> _Exercise objective_:
Reproduce the rows below verbatim, leaving out the pictures.

> _Dataset records_:
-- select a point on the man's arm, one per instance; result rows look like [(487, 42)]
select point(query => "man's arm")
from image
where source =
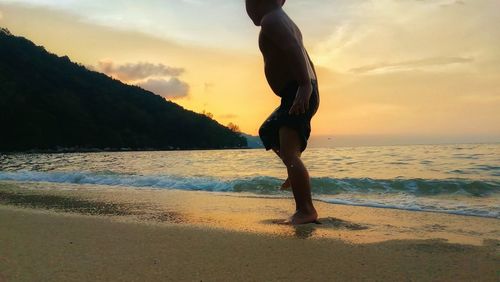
[(279, 32)]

> _Correct output_:
-- select a point on the man's arm, one per instance; result rows look like [(487, 42)]
select point(query => "man's arm")
from image
where source =
[(279, 32)]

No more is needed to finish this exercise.